> [Article]:
══════

ResiliencySystem Design

An Overview of Resiliency

This is the 8th post in a series on System Design.

Credit: https://insights.sei.cmu.edu/media/images/Resiliency_1-2_11262019.original.png

Any failure that can happen will eventually happen as you scale out your applications. Failures of hardware, software crashes, memory leaks, etc. You will experience more failures if you have more components.

When a system is resilient, it can withstand a major disruption within acceptable degradation parameters and recover quickly.

Common Failure Causes

To protect your systems against failures, you must first understand what can go wrong. Single points of failure, unreliable networks, slow processes, and unexpected loads are the most common causes of failures.

Single point of failure

The most obvious cause of failure in a distributed system is a single point of failure. This one component could bring down the entire system if it failed. When a system is designed, it should be identified if there is a single point of failure.

Detecting them requires examining every component of the system and asking what would happen if it failed.

Unreliable network

A client makes a remote network call by sending a request to a server and expecting a response from it later. After sending a request, the client should receive a response shortly. What if the client waits and waits and still doesn’t receive a response? The client does not know whether a response will eventually arrive in that case. If it reaches that point, it only has two options: to continue waiting or to fail the request with an exception.

Slow processes

From an observer’s perspective, a very slow process is not very different from one that doesn’t run at all — both cannot perform useful tasks. Slow processes are often caused by resource leaks. Any time you use resources, especially those leased from a pool, there is a possibility of leaks. The most common source of leaks is memory. As a result of constant paging and the garbage collector eating up CPU cycles, the process is slower.

If you use a thread pool, you can lose a thread if it blocks on a synchronous call that never returns. A thread won’t be returned to the pool if it makes a synchronous blocking HTTP call without setting a timeout. It will eventually run out of threads since the pool has a fixed size and keeps losing threads.

══════

> [Problem statement]: Rewrite the resiliency article's paragraph that begins "From an observer's perspective" as a short bulleted list, keeping its main facts.

══════

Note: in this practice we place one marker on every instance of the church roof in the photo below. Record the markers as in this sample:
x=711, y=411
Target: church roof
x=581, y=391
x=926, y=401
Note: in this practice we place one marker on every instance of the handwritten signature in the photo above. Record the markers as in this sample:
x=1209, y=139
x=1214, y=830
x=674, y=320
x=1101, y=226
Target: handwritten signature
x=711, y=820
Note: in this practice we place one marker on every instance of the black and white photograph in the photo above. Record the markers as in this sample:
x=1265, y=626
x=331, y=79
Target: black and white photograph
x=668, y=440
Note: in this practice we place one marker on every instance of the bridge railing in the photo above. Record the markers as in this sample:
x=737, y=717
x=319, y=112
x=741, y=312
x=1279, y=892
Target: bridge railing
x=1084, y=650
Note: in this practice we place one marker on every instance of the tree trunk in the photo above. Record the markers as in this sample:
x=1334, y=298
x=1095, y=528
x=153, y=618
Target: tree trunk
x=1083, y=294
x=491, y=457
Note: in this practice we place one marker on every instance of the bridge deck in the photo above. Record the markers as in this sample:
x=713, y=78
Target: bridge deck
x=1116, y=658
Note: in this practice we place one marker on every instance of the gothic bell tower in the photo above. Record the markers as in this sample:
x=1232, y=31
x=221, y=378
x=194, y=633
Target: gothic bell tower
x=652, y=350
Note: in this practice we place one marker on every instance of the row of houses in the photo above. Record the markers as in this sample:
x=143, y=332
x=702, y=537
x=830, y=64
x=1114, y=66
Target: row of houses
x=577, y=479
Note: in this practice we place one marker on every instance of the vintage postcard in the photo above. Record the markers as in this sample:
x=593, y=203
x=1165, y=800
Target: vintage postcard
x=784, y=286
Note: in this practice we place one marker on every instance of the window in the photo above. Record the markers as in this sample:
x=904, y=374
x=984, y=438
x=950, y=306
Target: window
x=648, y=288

══════

> [Task result]:
- To an observer, a very slow process is hardly different from one that isn't running, since neither can do useful work.
- Resource leaks often cause slow processes. Leaks are possible whenever resources are used, especially ones leased from a pool.
- Memory is the most common source of leaks.
- Constant paging and the garbage collector using up CPU cycles make the process slower.